**GIVEN INFORMATION**:
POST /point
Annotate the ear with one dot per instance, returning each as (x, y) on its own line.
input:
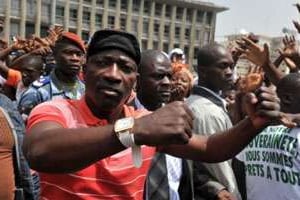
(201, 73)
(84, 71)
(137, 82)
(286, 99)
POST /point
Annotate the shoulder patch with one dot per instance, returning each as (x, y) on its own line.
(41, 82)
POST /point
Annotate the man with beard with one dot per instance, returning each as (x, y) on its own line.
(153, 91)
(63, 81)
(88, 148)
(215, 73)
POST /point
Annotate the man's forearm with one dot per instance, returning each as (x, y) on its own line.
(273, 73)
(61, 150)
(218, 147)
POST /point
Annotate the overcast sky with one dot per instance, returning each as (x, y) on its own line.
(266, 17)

==

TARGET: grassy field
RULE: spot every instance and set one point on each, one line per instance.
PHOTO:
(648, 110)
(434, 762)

==

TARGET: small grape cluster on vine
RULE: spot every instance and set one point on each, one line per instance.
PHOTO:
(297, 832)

**DIRECTIONS FOR THIS TASK**:
Copy out each line in the preceding records that contains "TARGET".

**RESPONSE AREA**:
TARGET: grassy field
TARGET: small grape cluster on vine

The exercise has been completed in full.